> [Your objective] For each line below, check for "claw"; give only the total of lines where it occurs.

> [Material shown]
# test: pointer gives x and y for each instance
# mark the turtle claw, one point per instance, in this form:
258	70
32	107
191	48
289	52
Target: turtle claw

> [Response] 2